> **To do**: Copy the lines below, beginning with the one that contains "coral throw pillow in the photo above." and continuing through the final line, exactly as written and with no other lines.

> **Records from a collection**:
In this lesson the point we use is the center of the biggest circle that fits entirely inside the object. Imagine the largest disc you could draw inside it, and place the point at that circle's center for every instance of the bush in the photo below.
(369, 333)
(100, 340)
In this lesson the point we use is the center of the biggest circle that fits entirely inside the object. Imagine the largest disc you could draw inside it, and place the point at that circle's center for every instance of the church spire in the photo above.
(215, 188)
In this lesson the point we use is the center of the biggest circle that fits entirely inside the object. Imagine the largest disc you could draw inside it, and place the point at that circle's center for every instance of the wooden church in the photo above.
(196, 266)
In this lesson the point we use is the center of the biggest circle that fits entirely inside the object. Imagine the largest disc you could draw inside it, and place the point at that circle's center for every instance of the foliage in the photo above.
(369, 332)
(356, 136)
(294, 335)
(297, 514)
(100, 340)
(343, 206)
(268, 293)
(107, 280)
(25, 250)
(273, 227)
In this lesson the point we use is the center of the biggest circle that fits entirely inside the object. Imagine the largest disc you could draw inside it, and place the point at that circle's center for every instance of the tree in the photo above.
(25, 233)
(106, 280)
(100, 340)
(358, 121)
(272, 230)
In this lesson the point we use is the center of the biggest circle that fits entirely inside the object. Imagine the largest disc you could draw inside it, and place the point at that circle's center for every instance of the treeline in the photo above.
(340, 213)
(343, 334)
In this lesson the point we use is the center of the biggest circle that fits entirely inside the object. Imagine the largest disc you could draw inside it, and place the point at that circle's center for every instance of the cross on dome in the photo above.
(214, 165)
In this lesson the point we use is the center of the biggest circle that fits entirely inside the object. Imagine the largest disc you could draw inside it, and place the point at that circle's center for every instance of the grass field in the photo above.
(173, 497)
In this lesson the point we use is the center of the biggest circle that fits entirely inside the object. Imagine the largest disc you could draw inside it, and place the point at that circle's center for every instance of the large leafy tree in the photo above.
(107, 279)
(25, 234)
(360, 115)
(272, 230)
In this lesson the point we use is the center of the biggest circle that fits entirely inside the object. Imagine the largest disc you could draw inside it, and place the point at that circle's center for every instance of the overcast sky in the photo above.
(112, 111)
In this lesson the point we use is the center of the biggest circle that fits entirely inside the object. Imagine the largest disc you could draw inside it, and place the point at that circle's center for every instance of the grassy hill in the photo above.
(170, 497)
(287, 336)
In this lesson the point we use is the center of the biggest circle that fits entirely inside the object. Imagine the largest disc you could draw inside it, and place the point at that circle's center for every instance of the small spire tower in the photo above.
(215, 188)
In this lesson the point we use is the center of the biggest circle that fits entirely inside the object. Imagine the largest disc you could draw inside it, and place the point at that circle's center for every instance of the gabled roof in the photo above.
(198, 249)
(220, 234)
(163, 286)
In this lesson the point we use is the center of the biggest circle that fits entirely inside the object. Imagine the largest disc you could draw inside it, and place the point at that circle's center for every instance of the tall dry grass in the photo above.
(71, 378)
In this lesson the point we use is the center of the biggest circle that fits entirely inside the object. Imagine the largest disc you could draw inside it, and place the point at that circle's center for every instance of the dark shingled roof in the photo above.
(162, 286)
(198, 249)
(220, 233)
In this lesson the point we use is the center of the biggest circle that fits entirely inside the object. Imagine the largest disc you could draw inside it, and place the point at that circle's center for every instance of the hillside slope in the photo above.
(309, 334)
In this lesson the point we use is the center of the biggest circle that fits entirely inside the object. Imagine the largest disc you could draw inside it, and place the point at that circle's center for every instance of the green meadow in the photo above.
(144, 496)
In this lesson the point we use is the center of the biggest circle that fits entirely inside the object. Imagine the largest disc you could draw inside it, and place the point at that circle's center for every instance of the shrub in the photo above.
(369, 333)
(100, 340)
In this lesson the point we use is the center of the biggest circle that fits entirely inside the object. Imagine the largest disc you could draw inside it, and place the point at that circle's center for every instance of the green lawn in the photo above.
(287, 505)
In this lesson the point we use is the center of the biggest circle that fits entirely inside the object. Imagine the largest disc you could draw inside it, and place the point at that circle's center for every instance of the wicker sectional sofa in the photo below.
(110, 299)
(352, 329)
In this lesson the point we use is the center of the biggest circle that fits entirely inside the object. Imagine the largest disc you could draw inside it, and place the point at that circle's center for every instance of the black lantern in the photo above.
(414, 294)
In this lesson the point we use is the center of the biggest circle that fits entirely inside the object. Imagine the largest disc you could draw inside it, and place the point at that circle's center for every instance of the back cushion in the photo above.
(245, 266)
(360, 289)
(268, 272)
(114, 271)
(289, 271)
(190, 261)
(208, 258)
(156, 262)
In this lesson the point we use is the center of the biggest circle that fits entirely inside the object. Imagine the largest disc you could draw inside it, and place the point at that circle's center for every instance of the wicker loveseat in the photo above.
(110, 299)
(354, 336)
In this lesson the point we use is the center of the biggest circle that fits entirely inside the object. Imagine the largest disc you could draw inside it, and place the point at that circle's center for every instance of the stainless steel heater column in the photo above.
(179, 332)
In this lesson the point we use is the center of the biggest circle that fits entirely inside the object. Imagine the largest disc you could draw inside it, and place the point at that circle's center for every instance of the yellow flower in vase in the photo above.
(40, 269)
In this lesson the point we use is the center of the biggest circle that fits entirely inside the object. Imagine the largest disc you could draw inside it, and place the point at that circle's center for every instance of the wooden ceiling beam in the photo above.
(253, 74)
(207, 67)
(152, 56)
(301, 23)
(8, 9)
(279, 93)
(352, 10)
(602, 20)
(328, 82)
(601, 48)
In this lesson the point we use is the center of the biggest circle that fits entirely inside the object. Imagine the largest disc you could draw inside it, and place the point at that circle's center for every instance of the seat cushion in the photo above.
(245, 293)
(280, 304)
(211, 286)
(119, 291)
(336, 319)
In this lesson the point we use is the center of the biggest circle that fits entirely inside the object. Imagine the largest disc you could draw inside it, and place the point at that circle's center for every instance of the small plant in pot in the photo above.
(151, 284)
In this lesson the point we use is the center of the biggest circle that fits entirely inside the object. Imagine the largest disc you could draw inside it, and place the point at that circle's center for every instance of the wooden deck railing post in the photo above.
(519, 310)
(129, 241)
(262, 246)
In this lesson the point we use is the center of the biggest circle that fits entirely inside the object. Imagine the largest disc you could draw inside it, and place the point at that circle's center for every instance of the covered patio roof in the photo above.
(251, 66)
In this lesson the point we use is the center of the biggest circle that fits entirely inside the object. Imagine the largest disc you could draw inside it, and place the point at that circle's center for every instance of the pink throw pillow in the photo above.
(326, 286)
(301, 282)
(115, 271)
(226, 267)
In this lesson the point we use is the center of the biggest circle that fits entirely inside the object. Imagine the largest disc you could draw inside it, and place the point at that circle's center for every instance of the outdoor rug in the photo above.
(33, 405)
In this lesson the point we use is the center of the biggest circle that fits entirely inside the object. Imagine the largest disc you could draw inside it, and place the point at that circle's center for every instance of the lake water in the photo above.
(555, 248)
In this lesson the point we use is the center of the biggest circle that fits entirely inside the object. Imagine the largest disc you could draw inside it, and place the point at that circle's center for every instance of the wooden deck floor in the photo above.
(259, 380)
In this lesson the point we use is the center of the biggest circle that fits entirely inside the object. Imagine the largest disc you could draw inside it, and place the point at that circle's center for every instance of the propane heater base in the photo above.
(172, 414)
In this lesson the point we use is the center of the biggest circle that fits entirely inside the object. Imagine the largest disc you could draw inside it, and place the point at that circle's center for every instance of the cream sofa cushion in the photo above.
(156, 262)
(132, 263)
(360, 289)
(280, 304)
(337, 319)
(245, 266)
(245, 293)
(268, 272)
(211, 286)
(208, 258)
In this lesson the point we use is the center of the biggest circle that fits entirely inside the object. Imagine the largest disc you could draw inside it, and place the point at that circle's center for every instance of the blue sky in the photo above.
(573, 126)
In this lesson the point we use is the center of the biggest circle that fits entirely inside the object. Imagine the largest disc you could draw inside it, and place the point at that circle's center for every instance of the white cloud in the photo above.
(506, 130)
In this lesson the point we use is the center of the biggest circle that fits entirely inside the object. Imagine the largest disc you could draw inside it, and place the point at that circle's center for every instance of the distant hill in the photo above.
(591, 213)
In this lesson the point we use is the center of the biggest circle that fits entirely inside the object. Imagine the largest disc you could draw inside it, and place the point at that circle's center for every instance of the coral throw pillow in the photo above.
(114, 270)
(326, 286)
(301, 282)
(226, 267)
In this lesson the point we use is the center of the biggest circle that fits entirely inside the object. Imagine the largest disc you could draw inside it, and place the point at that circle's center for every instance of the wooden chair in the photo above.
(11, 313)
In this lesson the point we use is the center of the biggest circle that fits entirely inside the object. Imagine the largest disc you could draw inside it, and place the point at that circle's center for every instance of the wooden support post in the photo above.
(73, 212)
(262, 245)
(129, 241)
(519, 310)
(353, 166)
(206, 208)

> **Response below**:
In this lesson the point we use is the center of the biggest circle that fits entirely inside the object. Imagine the largest disc you could draw inside it, and place the point at that circle's center for every instance of the coral throw pillow in the photo above.
(114, 270)
(326, 286)
(301, 282)
(226, 267)
In this lesson the point we use is the center of the biggest circle that fits entirely inside the object. Imagine the largest disc you could draw inside it, and place the point at that circle's center for every instance of the wooden chair in the photo above.
(11, 313)
In this lesson the point we use is the center of the biggest circle that fits entirely inside the object. Imagine the largest disc you could draw inside it, and place the point at that circle's center for every instance of the wooden support post in the photo above.
(73, 212)
(262, 245)
(129, 241)
(519, 310)
(353, 166)
(206, 208)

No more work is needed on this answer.